-- Opening Marker --

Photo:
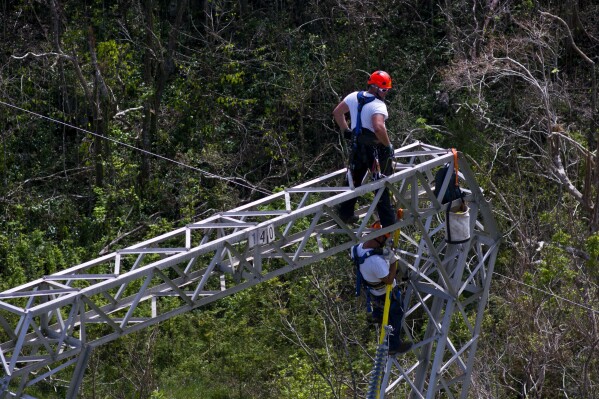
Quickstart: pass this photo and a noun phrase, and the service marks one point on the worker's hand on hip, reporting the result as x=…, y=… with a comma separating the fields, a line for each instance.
x=347, y=133
x=390, y=150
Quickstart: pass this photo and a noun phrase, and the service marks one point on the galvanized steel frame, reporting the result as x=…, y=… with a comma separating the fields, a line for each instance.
x=50, y=324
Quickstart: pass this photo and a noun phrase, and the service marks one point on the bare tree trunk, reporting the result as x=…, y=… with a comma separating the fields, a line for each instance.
x=158, y=67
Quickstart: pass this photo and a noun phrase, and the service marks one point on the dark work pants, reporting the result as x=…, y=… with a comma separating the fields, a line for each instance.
x=362, y=159
x=395, y=315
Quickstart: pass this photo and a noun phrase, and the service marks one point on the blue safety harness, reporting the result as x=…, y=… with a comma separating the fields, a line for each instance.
x=362, y=101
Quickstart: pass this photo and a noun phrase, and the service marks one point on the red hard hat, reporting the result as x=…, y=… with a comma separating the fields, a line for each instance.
x=380, y=79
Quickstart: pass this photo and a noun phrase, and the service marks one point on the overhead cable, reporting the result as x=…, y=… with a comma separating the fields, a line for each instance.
x=549, y=293
x=206, y=173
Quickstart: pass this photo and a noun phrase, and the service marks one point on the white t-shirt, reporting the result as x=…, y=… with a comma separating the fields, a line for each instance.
x=374, y=107
x=374, y=269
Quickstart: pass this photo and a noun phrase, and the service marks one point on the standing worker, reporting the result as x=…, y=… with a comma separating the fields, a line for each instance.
x=375, y=272
x=370, y=141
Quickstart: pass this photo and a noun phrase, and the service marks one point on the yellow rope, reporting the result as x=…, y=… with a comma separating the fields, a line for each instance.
x=390, y=286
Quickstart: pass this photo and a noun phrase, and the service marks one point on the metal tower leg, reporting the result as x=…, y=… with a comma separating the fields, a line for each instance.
x=77, y=377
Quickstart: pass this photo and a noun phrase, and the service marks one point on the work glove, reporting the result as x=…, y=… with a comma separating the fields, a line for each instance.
x=348, y=134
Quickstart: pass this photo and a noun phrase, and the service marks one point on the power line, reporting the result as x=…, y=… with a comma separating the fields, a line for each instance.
x=549, y=293
x=206, y=173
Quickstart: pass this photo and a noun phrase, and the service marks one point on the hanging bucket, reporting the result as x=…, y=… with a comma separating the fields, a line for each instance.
x=457, y=224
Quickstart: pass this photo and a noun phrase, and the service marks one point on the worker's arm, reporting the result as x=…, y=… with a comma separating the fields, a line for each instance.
x=380, y=130
x=391, y=276
x=339, y=114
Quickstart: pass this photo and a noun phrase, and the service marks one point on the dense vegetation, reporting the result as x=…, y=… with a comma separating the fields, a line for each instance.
x=236, y=97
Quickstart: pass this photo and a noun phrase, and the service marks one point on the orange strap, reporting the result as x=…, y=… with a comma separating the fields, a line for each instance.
x=455, y=164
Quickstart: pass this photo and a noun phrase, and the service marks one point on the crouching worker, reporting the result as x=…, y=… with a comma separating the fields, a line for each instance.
x=374, y=272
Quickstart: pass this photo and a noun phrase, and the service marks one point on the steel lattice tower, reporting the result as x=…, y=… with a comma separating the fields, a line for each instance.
x=51, y=324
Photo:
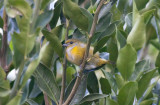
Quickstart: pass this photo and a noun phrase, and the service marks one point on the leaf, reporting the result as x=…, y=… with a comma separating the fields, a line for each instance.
x=69, y=74
x=56, y=14
x=127, y=93
x=140, y=67
x=119, y=80
x=81, y=91
x=156, y=44
x=1, y=22
x=126, y=61
x=32, y=66
x=112, y=49
x=144, y=82
x=121, y=40
x=137, y=36
x=47, y=82
x=53, y=39
x=92, y=97
x=105, y=86
x=146, y=102
x=18, y=7
x=15, y=100
x=72, y=11
x=110, y=102
x=92, y=83
x=43, y=19
x=111, y=80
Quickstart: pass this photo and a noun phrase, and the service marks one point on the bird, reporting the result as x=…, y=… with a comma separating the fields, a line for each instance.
x=75, y=51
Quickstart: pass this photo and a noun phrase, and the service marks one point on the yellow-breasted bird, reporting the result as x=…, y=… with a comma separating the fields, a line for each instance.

-- Closing Marker --

**TASK BRIEF**
Reproduce the full listing above verbatim, with no pictures included.

**REPLY TO THE TASK**
Photo:
Quickstart: pass this photo and a noun phrase, and the service marks one point on the worker's hand on hip, reporting the result as x=…, y=… with a comma separating the fields, a line for each instance.
x=347, y=133
x=390, y=150
Quickstart: pass this photo and a noun phrase, and the service marks one point on the galvanized steel frame, reporting the result as x=…, y=… with a comma separating the fields, a line for each instance.
x=50, y=324
Quickstart: pass this photo and a noun phrase, and the service marks one point on the bare tree trunk, reporting the result as x=…, y=… with a comma separating the fields, a line for each instance.
x=158, y=67
Quickstart: pass this photo and a noun phrase, and the service marks one point on the dark work pants, reporting the result as x=…, y=… with a comma separating the fields, a line for each instance.
x=362, y=159
x=395, y=315
Quickstart: pass this photo and a noun phrase, and the service marks one point on the blue safety harness, reporting the result as x=…, y=… with a comma separating the fields, a line for each instance.
x=362, y=101
Quickstart: pass this photo and a noun phrase, and the service marks one point on the red hard hat, reporting the result as x=…, y=… with a comma separating the fields, a line for each instance.
x=380, y=79
Quickstart: pass this photo and a noun phrase, and the service marks one point on the overhead cable, reporting the result as x=…, y=… with a comma separating the fields, a line for each instance.
x=549, y=293
x=206, y=173
Quickstart: pass this photo and a noun phrase, and the service marks one point on the white t-shirt, reporting the result as x=…, y=… with a comma separating the fields, a line for each instance.
x=374, y=107
x=374, y=269
Quickstart: pass this photo and a noun phrase, and the service marks one point on the standing worker, reporting the result as x=…, y=… with a comma separating the fields, a line for each instance.
x=375, y=272
x=370, y=141
Quickstart: pass this photo and a noun phrase, and the service marks one point on the yellow rope, reporting the result as x=…, y=… with a comma separating the fields, a line for each instance.
x=390, y=286
Quickstart: pass this photo and a noun phrase, and the service marks one point on the metal tower leg, reporting the result as x=…, y=… with a comma separating the fields, a line for each instance.
x=77, y=377
Quickstart: pass this photo and a noun phrase, and the service marks one point on the work glove, reporting the result as x=…, y=… with a comma separating the fields, a line for each instance.
x=348, y=134
Quickstart: pass this photo and a noun phrase, and the service marks one point on the power line, reporting the result as x=…, y=… with a comma separating the fields, a line for each instance.
x=549, y=293
x=206, y=173
Quickstart: pass this photo and a noun phrase, and the service marks one point on the hanging bucket, reporting the result as x=…, y=… with a comma separating the fields, a line for each instance.
x=457, y=224
Quickstart: pass this photo and a noun phrase, and the service marks one point on the worker's arm, reporting the result as x=…, y=… with a comma separating the fields, a line for each instance.
x=380, y=130
x=391, y=276
x=339, y=114
Quickstart: pass this photo and a noun phrase, and the service marks one point on the dense vegetation, reporting the result as x=…, y=… with a comma separating the fields, a line for each instance.
x=236, y=97
Quickstart: pass this photo and a noun phrase, and the service marks one point on the orange strap, reporting the result as x=…, y=… with a comma separating the fields, a line for each instance.
x=455, y=164
Quickstart: pass this photo and a noun phrase, and the service marks one point on the crouching worker, reporting the result as x=…, y=… with a comma separating the fields, a line for each instance.
x=374, y=272
Quickstart: pass this photo and a noun phrase, and the service marks one point on the steel lattice tower, reporting the result as x=…, y=… with a comma separating the fields, a line for each instance.
x=51, y=324
Photo:
Quickstart: pass this photo and a noun phrase, and the service marks one point on the leaf, reporting the result as x=…, y=… with a comma separating the fields, a line for each instance.
x=69, y=74
x=56, y=14
x=127, y=93
x=140, y=67
x=119, y=80
x=81, y=91
x=156, y=44
x=1, y=22
x=126, y=61
x=32, y=66
x=112, y=49
x=144, y=82
x=121, y=40
x=137, y=36
x=47, y=82
x=53, y=39
x=92, y=97
x=105, y=86
x=146, y=102
x=18, y=7
x=15, y=100
x=72, y=11
x=110, y=102
x=92, y=83
x=43, y=19
x=111, y=80
Quickstart: pass this photo and a noun phrase, and the service marks one point on the bird, reporting the result as x=…, y=… with a comma separating the fields, a line for each instance.
x=75, y=51
Quickstart: pass this photo and a noun phrase, and the service marks one point on the yellow-breasted bird, reporting the result as x=…, y=… with a comma separating the fields, a line for each instance.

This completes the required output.